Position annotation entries
>>

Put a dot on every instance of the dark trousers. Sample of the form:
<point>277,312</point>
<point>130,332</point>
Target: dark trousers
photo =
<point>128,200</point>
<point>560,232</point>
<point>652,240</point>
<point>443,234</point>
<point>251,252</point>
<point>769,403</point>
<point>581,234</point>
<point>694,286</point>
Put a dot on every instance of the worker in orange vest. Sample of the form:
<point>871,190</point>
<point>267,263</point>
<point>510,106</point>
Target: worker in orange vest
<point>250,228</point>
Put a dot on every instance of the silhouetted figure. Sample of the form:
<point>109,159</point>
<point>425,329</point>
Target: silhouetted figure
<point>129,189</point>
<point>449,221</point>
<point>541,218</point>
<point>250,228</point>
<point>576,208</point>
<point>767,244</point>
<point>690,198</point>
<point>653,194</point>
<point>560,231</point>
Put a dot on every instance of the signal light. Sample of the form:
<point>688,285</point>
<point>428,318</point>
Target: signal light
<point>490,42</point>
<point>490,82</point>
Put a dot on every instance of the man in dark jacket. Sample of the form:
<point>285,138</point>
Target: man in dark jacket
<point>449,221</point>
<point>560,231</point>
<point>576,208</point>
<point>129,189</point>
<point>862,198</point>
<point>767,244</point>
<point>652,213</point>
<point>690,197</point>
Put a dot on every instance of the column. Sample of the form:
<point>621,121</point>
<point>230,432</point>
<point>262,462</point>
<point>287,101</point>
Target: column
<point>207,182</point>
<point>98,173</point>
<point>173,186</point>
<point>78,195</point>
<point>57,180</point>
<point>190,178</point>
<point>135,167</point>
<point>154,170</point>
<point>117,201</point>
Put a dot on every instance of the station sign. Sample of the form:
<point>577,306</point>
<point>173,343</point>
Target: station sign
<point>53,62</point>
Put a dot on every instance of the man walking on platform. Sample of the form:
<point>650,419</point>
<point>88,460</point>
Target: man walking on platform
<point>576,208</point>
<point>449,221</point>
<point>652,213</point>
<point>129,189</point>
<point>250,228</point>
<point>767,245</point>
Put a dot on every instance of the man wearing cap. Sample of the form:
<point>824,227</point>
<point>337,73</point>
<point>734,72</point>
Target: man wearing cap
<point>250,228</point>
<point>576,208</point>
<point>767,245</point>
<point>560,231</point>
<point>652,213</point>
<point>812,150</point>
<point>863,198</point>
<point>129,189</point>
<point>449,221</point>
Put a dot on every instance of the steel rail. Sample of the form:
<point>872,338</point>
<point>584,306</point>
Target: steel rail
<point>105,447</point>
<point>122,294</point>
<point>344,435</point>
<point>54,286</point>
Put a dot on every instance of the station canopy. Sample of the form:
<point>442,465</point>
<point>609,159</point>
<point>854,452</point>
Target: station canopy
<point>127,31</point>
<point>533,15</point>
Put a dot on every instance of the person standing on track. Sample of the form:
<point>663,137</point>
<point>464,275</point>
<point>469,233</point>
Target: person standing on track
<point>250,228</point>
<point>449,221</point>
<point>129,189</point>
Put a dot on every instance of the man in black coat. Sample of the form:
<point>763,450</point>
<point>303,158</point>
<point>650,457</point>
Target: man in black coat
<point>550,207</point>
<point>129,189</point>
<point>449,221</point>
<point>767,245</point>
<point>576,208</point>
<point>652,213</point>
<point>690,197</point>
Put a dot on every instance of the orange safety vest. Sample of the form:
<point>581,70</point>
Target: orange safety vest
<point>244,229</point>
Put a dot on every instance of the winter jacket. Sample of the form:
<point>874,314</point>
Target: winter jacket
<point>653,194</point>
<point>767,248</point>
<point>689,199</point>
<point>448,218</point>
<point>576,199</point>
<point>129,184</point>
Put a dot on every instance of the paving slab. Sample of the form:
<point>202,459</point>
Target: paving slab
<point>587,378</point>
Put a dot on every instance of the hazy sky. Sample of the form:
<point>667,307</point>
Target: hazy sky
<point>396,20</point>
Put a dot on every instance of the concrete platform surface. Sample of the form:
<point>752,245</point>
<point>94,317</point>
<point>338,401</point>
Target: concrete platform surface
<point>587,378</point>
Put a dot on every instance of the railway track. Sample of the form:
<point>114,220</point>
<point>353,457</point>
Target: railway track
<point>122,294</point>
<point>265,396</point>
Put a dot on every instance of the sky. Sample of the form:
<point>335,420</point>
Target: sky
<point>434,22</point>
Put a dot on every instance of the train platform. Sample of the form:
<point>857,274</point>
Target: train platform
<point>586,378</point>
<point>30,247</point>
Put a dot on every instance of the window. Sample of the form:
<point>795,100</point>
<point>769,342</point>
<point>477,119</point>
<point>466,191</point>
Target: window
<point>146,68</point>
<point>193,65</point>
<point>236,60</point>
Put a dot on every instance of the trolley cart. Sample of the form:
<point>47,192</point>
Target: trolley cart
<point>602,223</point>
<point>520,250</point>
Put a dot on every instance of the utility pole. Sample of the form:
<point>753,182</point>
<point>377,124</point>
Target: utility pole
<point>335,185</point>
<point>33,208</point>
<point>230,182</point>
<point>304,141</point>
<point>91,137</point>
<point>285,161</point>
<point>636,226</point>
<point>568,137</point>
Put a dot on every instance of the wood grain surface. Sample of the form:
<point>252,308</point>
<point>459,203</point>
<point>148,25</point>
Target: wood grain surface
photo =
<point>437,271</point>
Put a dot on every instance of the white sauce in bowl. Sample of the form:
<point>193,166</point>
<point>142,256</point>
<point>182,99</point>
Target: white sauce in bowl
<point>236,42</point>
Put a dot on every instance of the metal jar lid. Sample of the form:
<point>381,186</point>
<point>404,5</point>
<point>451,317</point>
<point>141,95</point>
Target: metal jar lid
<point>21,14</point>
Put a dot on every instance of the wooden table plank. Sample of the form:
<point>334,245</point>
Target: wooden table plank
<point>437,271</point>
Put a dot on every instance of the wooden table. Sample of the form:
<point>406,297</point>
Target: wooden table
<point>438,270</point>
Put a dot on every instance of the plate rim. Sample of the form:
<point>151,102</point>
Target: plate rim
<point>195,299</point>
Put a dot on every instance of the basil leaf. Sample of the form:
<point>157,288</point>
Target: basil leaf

<<

## Aim
Update the entries above by replacing every "Sample of the form:" with "Format example:", leaving everything else unchanged.

## Response
Put a dot on every instance of the dark trousers. Format example:
<point>277,312</point>
<point>130,332</point>
Target: dark trousers
photo =
<point>128,200</point>
<point>560,232</point>
<point>652,240</point>
<point>443,234</point>
<point>251,252</point>
<point>769,403</point>
<point>581,234</point>
<point>694,286</point>
Put a dot on every instance of the worker in orange vest. Format example:
<point>871,190</point>
<point>267,263</point>
<point>510,106</point>
Target: worker in orange vest
<point>250,228</point>
Put a dot on every instance of the silhouetted figure. Format example:
<point>109,159</point>
<point>425,329</point>
Target: silhouetted figure
<point>129,189</point>
<point>449,221</point>
<point>541,218</point>
<point>250,228</point>
<point>576,208</point>
<point>767,244</point>
<point>690,198</point>
<point>653,194</point>
<point>560,231</point>
Put a dot on every instance of the signal light. Format example:
<point>688,285</point>
<point>428,318</point>
Target: signal light
<point>490,42</point>
<point>490,82</point>
Put a dot on every instance of the man in dark jacket. Format example:
<point>285,138</point>
Target: man in dark jacket
<point>449,221</point>
<point>560,231</point>
<point>576,208</point>
<point>129,189</point>
<point>862,198</point>
<point>767,244</point>
<point>652,213</point>
<point>690,197</point>
Put a dot on every instance of the column. Format example:
<point>621,121</point>
<point>230,432</point>
<point>262,462</point>
<point>287,101</point>
Target: column
<point>207,182</point>
<point>98,173</point>
<point>173,186</point>
<point>78,195</point>
<point>57,180</point>
<point>190,178</point>
<point>135,167</point>
<point>154,170</point>
<point>117,201</point>
Put a dot on every instance of the station sign. Format example:
<point>577,306</point>
<point>173,343</point>
Target: station sign
<point>53,62</point>
Put a dot on every instance of the man walking on platform. Format example:
<point>650,419</point>
<point>88,460</point>
Target: man walking on platform
<point>576,208</point>
<point>449,221</point>
<point>652,213</point>
<point>129,189</point>
<point>250,228</point>
<point>767,245</point>
Put a dot on every instance of the man wearing cap. Format example:
<point>824,227</point>
<point>337,73</point>
<point>734,72</point>
Target: man wearing cap
<point>250,228</point>
<point>576,208</point>
<point>767,245</point>
<point>560,231</point>
<point>652,213</point>
<point>812,150</point>
<point>863,198</point>
<point>129,189</point>
<point>449,221</point>
Put a dot on every instance of the steel rail. Format example:
<point>872,338</point>
<point>584,306</point>
Target: steel rail
<point>105,447</point>
<point>122,294</point>
<point>344,435</point>
<point>54,286</point>
Put a dot on every instance of the station canopy. Format example:
<point>442,465</point>
<point>609,159</point>
<point>854,452</point>
Target: station canopy
<point>127,31</point>
<point>533,15</point>
Put a dot on every instance of the person standing on track. Format example:
<point>663,137</point>
<point>464,275</point>
<point>469,233</point>
Target: person standing on track
<point>250,228</point>
<point>449,221</point>
<point>129,189</point>
Put a dot on every instance of the man in black coat. Format example:
<point>763,450</point>
<point>303,158</point>
<point>650,457</point>
Target: man in black coat
<point>550,207</point>
<point>129,189</point>
<point>449,221</point>
<point>767,245</point>
<point>576,208</point>
<point>652,213</point>
<point>690,197</point>
Put a dot on every instance of the orange safety vest. Format example:
<point>581,70</point>
Target: orange safety vest
<point>244,229</point>
Put a dot on every instance of the winter jacket. Format example:
<point>874,314</point>
Target: winter jacket
<point>653,194</point>
<point>767,248</point>
<point>689,199</point>
<point>448,218</point>
<point>576,199</point>
<point>129,184</point>
Put a dot on every instance of the paving slab. Format example:
<point>202,459</point>
Target: paving slab
<point>587,378</point>
Put a dot on every instance of the hazy sky. Format example:
<point>667,307</point>
Target: hazy sky
<point>396,20</point>
Put a dot on every instance of the concrete platform surface. Format example:
<point>752,245</point>
<point>94,317</point>
<point>338,401</point>
Target: concrete platform surface
<point>587,378</point>
Put a dot on every instance of the railway track. Format example:
<point>114,220</point>
<point>353,457</point>
Target: railway track
<point>122,294</point>
<point>265,396</point>
Put a dot on every instance of the sky. Format example:
<point>335,420</point>
Target: sky
<point>434,22</point>
Put a dot on every instance of the train platform. Format example:
<point>857,274</point>
Target: train platform
<point>586,378</point>
<point>30,247</point>
Put a dot on every instance of the window. Format example:
<point>795,100</point>
<point>769,342</point>
<point>477,119</point>
<point>466,191</point>
Target: window
<point>146,68</point>
<point>193,65</point>
<point>236,60</point>
Put a dot on every instance of the trolley cart. Format example:
<point>47,192</point>
Target: trolley cart
<point>602,223</point>
<point>520,250</point>
Put a dot on every instance of the utility pole. Format example:
<point>753,182</point>
<point>377,124</point>
Target: utility pole
<point>335,185</point>
<point>33,208</point>
<point>230,182</point>
<point>304,141</point>
<point>91,137</point>
<point>285,161</point>
<point>636,226</point>
<point>568,137</point>
Put a dot on every instance of the wood grain surface. Format example:
<point>252,308</point>
<point>459,203</point>
<point>148,25</point>
Target: wood grain surface
photo =
<point>437,271</point>
Put a dot on every instance of the white sauce in bowl. Format example:
<point>193,166</point>
<point>142,256</point>
<point>182,99</point>
Target: white sauce in bowl
<point>236,42</point>
Put a dot on every instance of the metal jar lid. Format example:
<point>381,186</point>
<point>404,5</point>
<point>451,317</point>
<point>141,95</point>
Target: metal jar lid
<point>21,14</point>
Put a dot on every instance of the wooden table plank. Format example:
<point>334,245</point>
Target: wooden table plank
<point>437,271</point>
Put a dot on every instance of the wooden table. Format example:
<point>406,297</point>
Target: wooden table
<point>438,270</point>
Put a dot on every instance of the plate rim. Format example:
<point>151,102</point>
Target: plate rim
<point>195,299</point>
Put a dot on every instance of the basil leaf. Format example:
<point>157,288</point>
Target: basil leaf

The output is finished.